Exercise description =
Quote the lines below word for word, from the line containing "wooden chair in the photo above." through the line containing "(1103, 175)", with both of those lines included.

Excerpted data =
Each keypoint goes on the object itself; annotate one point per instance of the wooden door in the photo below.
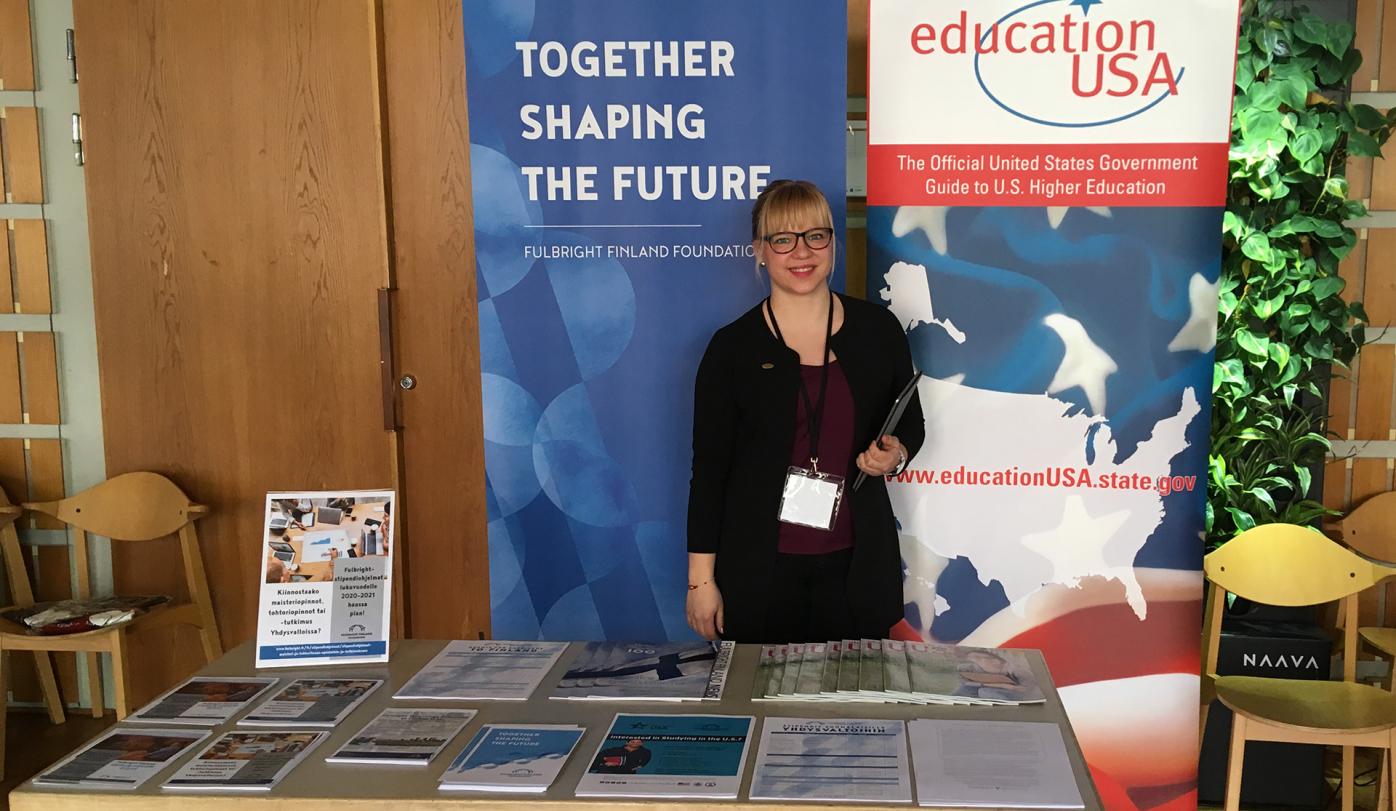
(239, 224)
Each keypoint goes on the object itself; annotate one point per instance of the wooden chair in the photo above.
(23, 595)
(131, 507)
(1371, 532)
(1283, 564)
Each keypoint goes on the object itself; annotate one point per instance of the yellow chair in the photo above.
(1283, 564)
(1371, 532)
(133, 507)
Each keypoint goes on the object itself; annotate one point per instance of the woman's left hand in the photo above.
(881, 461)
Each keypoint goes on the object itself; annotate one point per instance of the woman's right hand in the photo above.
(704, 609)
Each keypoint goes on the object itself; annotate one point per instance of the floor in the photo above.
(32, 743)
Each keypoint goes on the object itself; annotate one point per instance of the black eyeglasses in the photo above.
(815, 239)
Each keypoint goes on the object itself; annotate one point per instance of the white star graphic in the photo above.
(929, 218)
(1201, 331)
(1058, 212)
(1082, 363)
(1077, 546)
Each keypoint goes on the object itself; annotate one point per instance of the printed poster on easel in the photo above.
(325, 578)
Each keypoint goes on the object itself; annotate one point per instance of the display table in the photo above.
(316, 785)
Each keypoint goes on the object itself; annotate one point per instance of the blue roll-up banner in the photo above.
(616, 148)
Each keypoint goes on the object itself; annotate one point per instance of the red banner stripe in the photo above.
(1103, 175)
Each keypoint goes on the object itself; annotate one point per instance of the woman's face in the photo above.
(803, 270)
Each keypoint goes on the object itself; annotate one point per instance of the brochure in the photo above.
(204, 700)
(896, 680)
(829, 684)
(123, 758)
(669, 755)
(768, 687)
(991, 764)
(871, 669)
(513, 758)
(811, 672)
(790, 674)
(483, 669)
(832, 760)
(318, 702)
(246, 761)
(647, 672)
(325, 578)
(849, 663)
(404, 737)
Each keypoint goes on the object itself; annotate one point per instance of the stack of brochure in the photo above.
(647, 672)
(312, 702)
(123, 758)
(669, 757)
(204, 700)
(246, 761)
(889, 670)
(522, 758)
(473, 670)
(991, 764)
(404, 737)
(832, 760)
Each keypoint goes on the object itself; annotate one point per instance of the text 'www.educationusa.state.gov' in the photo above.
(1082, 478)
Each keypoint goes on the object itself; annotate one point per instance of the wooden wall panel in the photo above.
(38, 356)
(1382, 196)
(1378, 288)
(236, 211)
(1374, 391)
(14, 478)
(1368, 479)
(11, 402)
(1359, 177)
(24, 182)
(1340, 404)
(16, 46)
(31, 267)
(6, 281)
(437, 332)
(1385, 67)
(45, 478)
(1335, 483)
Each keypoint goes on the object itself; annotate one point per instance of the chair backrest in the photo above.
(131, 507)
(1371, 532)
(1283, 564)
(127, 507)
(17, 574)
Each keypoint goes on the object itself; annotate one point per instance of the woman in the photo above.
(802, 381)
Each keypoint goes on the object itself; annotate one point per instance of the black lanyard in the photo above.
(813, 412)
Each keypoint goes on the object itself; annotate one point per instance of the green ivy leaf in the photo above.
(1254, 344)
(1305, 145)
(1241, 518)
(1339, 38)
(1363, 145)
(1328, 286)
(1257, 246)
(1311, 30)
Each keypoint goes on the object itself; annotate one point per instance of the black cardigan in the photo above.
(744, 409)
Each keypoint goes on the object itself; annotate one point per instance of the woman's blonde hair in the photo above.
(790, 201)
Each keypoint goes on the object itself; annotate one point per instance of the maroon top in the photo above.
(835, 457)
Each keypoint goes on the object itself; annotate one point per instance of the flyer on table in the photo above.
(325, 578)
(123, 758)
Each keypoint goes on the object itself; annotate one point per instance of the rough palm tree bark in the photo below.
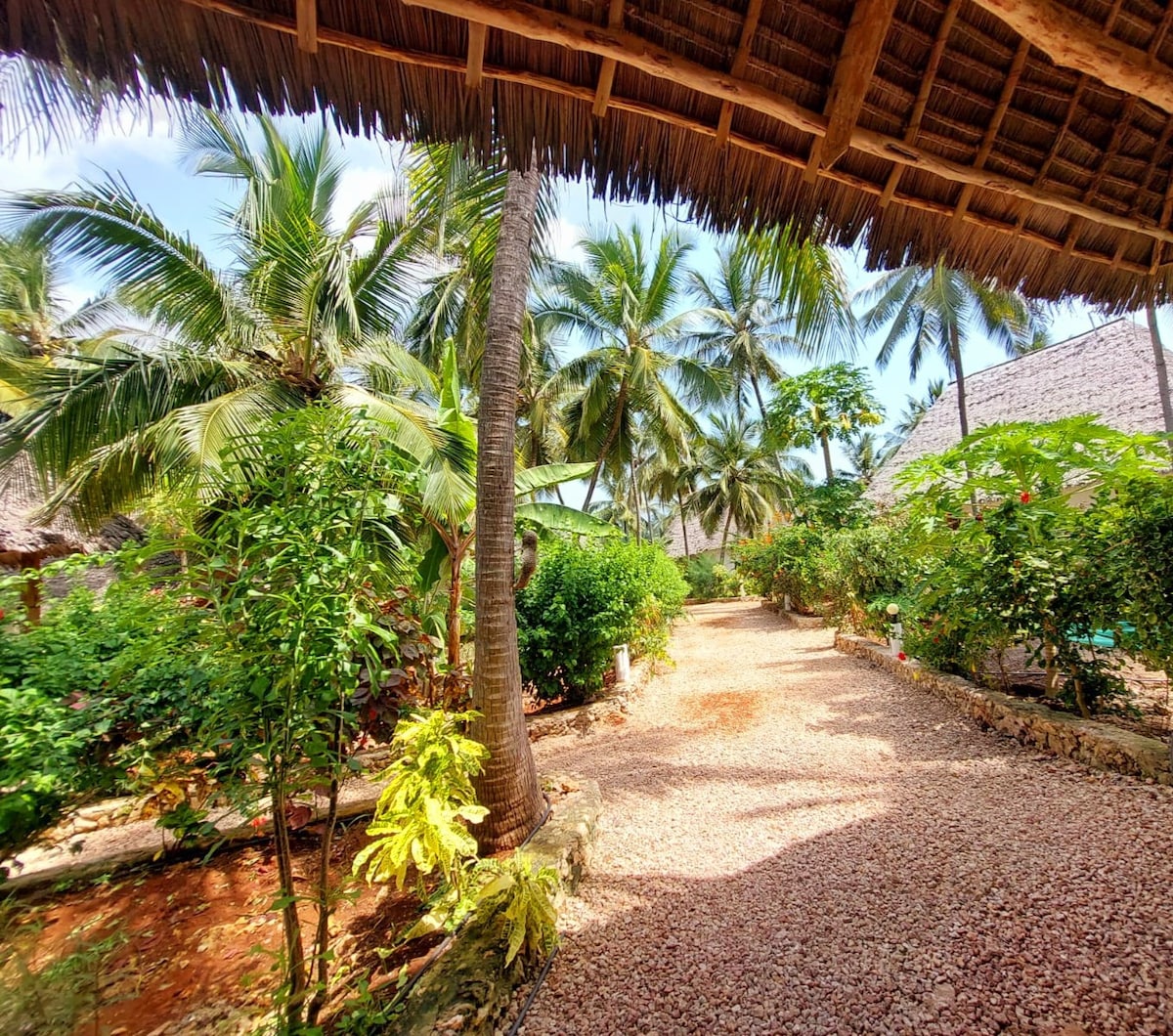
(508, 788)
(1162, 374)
---
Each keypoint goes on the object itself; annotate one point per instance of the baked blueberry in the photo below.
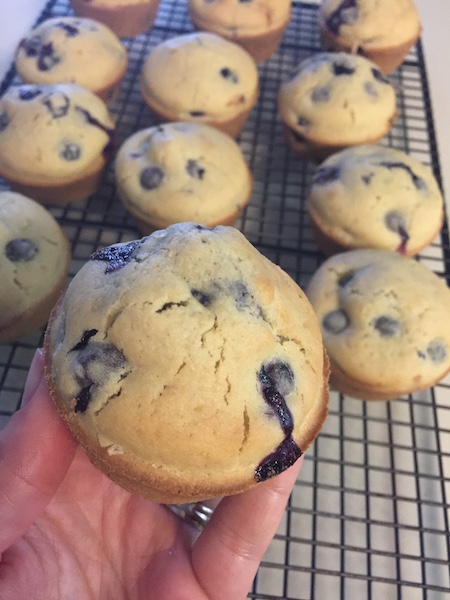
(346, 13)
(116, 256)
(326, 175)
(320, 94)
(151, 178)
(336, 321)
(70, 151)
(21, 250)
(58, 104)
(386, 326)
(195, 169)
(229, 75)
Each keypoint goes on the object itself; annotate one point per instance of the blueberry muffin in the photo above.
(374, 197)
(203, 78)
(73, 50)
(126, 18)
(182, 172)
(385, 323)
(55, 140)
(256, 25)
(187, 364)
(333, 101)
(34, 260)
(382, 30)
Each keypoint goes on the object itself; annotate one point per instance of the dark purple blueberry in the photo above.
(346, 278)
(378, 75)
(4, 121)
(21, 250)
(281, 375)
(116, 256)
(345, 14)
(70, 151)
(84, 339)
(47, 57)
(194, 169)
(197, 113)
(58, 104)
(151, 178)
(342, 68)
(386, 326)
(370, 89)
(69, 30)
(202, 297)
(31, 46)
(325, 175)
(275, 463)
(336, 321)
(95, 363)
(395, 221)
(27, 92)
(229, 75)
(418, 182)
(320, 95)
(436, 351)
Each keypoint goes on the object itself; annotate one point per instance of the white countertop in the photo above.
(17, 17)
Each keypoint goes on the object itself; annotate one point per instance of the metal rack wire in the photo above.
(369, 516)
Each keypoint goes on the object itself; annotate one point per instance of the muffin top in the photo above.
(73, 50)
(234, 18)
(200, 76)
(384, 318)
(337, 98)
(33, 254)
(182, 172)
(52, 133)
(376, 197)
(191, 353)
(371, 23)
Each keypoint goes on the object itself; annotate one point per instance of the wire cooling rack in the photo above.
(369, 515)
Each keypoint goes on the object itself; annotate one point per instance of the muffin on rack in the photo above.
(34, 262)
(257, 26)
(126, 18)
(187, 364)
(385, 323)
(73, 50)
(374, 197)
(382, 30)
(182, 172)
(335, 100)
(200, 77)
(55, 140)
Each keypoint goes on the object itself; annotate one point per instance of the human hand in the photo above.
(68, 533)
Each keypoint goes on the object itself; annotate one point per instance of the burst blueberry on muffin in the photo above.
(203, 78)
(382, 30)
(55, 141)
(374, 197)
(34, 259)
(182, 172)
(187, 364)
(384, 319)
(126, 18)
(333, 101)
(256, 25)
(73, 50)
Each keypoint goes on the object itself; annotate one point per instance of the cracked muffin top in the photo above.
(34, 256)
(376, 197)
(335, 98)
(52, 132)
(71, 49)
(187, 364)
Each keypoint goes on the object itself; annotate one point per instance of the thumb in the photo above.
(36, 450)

Task output =
Each keypoint goes on the object itself; annotate one point per instance of the wooden chair in the photo above.
(23, 595)
(131, 507)
(1371, 532)
(1283, 564)
Each keypoint goes on the object itself; annotate one point per instance of the yellow chair in the photo above.
(1283, 564)
(1371, 532)
(133, 507)
Each keypoint goes on the object itself; annotate one point per instance of the woman's left hand in the photo above.
(881, 461)
Each keypoint goes on the object itself; annotate one point per instance of the woman's right hand in the photo above.
(704, 609)
Each keypoint goes on the object itself; annotate one point per instance of the floor in the photo above.
(32, 743)
Each keypoint goes on the object itself; annotate one point per instance of the black eyeglasses in the photo above.
(815, 239)
Each keypoint goes on the object itself; annotate one point per instance of the white star graphic in the photo above.
(929, 218)
(1201, 331)
(1058, 212)
(1082, 363)
(1077, 546)
Each keypoint goes on the object itself; annotate one point per instance of the printed poster on easel in the photo above.
(325, 578)
Each keypoint goes on the object itself; annotate one point per instance of the display table in the photo above.
(316, 785)
Each keypoint goes on the object itself; annotate one point per instance of the blue roll-up banner in the photo above.
(616, 148)
Each keypoint goes on the object itself; annotate one point per instance of the red banner stripe in the photo above.
(1103, 175)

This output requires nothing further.